== Segment start ==
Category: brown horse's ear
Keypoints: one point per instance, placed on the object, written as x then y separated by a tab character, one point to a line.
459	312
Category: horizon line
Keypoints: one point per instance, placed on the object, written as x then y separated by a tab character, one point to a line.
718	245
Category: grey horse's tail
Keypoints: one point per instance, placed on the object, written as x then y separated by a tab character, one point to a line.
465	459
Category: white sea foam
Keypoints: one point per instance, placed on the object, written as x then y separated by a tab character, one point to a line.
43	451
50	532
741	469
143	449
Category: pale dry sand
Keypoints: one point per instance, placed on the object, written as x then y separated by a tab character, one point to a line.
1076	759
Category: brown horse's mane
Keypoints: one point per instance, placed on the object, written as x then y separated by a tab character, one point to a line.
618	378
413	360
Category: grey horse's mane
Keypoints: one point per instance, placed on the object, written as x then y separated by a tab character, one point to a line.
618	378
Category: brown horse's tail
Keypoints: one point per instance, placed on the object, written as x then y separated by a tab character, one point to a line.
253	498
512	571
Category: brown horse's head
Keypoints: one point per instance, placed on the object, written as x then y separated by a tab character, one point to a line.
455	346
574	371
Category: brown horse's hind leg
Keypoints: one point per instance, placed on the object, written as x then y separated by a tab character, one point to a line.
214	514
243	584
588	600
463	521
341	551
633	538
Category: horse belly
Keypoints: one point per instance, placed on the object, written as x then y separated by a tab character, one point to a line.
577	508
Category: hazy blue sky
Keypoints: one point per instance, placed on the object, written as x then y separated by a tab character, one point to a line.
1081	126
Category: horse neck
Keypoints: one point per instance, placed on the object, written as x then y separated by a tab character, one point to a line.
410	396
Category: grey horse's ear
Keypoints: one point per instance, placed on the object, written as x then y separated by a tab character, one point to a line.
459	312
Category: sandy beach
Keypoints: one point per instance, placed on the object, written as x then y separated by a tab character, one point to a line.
== Segment end ==
Work item »
From the first line of the material above down to the line with "Category: brown horse's head", output each line exactly; include both of those lines and add no others.

Task output »
Category: brown horse's ear
Keypoints: one point per instance, placed on the object, written as x then y separated by a tab character, one point to a line.
459	312
Category: horizon line
Keypoints: one point per instance, placed on the object, written as x then y separated by a tab character, one point to a line.
718	245
Category: grey horse's tail
Keypoints: one point per instance, placed on the object, written as x then y separated by a tab character, one point to a line.
465	459
Category: white sea foam
Keypoints: one point per instance, placed on the object, written as x then y separated by a tab character, one point to a line.
43	451
50	532
741	469
143	449
Category: pale dry sand
Keypoints: one point per instance, placed on the object, written as x then y separated by a tab character, one point to a line.
1076	759
Category: brown horse's mane
Keypoints: one point per instance, placed on the object, written as x then y separated by a tab character, one point to a line.
618	378
413	360
Category: grey horse's mane
Keypoints: one point per instance, placed on the object, written as x then y separated by a tab character, one point to a line.
618	378
Category: brown horse's tail
Keypoints: one point per instance, placed on the object, written as x then y separated by a tab character, one point to a line.
253	498
512	571
Category: brown horse's head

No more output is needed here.